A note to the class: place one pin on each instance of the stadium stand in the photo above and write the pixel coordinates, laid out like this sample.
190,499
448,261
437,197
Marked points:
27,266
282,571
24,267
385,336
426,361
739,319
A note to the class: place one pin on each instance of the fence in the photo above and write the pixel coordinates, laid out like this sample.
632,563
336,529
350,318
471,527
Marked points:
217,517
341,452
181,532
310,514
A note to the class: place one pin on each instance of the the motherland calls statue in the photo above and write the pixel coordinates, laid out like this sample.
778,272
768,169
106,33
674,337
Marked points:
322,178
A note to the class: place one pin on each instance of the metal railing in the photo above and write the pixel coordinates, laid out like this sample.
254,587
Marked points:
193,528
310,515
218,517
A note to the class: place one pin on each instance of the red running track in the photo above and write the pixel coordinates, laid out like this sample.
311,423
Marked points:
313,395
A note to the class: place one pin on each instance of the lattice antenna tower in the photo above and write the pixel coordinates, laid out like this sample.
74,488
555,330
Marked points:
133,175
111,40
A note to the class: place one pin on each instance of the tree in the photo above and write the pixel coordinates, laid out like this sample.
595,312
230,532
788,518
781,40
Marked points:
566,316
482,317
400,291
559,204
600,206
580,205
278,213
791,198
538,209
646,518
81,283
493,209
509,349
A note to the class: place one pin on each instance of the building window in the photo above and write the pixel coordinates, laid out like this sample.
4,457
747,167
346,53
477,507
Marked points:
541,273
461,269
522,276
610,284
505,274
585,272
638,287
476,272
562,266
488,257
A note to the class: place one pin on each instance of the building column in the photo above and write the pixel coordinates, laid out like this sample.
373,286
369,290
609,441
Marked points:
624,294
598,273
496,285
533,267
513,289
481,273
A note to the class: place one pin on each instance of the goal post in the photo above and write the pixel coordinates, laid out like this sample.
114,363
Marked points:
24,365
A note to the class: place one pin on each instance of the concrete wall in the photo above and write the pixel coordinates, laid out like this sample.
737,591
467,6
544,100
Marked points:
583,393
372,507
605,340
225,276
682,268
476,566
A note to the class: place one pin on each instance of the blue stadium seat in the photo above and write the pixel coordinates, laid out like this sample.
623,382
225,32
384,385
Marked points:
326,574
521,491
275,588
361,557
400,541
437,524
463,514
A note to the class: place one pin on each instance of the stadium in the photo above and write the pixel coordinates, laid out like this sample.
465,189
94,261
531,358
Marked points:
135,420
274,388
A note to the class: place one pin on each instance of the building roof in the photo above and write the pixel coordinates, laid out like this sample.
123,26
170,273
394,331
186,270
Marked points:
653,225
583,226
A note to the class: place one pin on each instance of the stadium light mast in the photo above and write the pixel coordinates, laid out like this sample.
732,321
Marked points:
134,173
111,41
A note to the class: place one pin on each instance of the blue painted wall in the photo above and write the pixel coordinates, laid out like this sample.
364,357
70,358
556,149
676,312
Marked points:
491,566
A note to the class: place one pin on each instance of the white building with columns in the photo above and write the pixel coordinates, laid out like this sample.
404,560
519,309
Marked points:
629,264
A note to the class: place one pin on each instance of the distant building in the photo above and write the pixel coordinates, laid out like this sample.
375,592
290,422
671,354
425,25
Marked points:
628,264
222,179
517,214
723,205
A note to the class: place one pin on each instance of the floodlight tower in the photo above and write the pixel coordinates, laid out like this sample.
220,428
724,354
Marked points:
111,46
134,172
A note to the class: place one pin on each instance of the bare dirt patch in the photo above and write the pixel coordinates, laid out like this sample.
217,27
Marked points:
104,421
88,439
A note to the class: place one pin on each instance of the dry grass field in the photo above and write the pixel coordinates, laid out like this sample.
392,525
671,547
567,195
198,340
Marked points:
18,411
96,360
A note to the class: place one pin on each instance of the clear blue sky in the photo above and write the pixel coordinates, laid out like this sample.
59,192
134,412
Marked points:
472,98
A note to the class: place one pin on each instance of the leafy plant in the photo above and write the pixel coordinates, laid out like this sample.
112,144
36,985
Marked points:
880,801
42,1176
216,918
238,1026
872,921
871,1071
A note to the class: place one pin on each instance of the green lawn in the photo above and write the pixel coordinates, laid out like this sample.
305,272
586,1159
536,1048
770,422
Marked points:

.....

Repeat precisely the lines of the data starting at the one containing "of the floodlight", last line included.

** Problem solution **
A note to the class: place one pin on each instance of the floodlight tower in the photo above and write the pixel coordinates, laid out like this sample.
220,428
724,354
Marked points:
111,46
134,172
A note to the class: place one pin on each instance of the bare dirt patch in the photo above and write the pixel coordinates, laid out like this sample.
217,27
Marked points:
104,421
88,439
A note to the class: place one pin on each instance of the dry grass field in the photo above and write the pixel coordinates, laid out like this sample.
392,525
671,547
567,195
198,340
Marked points:
18,411
96,360
A note to the class: place one pin on each instance of the clear blue sky in the photo above and write the pixel coordinates, laid out like this sample.
59,192
134,412
Marked points:
472,98
A note to the class: place one pin on each instance of the leafy plant in the photo above and write the pixel coordinates, laid out like this sample.
112,144
36,985
Marked points:
880,801
42,1176
216,918
238,1026
872,921
871,1071
A note to the class: place one pin on each instance of the green lawn in the photo above and write the pixel coordinates, laid out like this sample.
305,272
586,1159
536,1048
770,422
Marked points:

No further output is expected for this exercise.